__STATED GOAL__
Quote every line of the data below word for word, leaving out the pictures.

__GIVEN RECORDS__
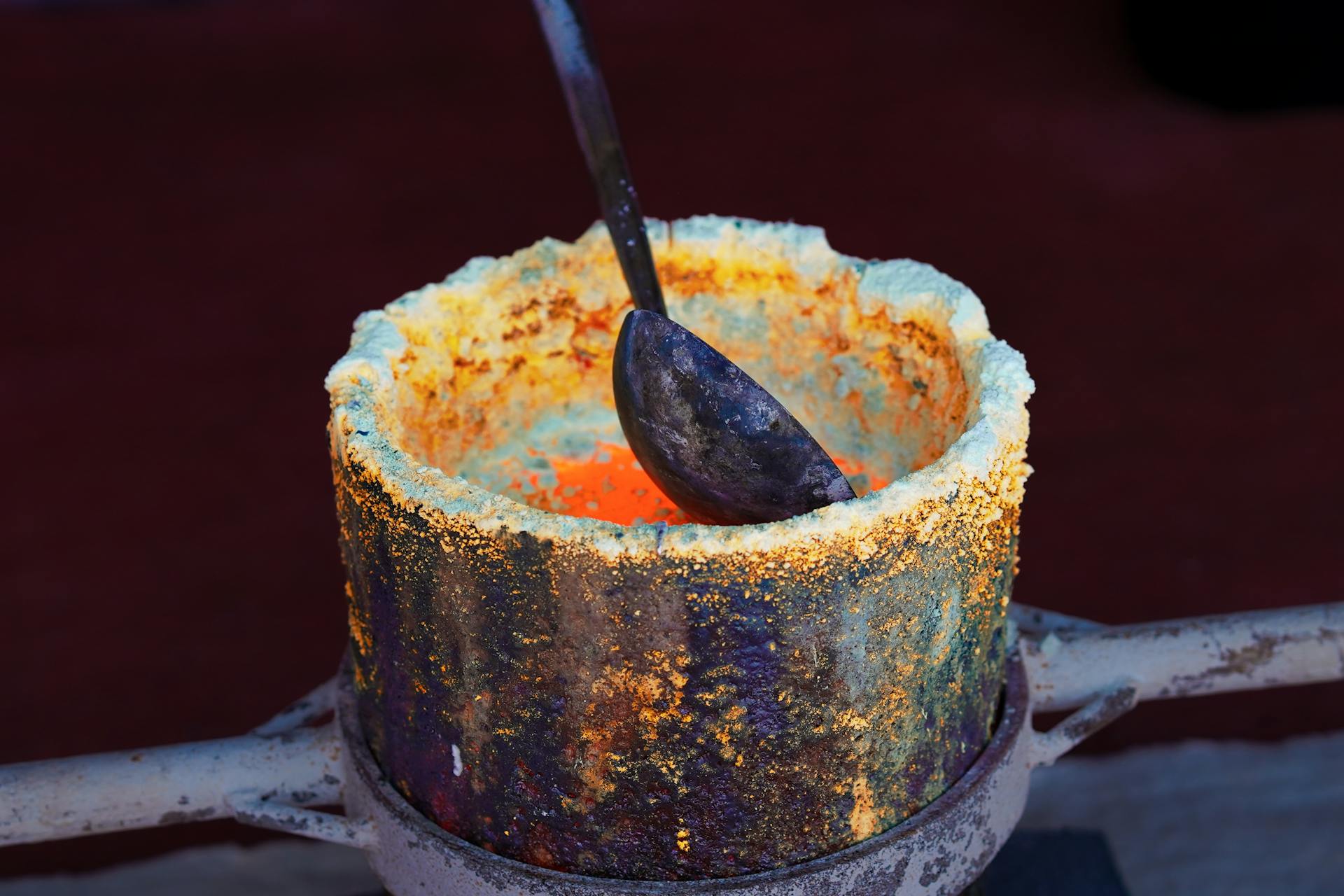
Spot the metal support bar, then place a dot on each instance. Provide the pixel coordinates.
(255, 811)
(61, 798)
(1105, 708)
(1189, 657)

__THE ANSWER__
Spot the metal support bar, then place a dot on each instance. Provide the pixel coordinates.
(255, 811)
(61, 798)
(1105, 708)
(1189, 657)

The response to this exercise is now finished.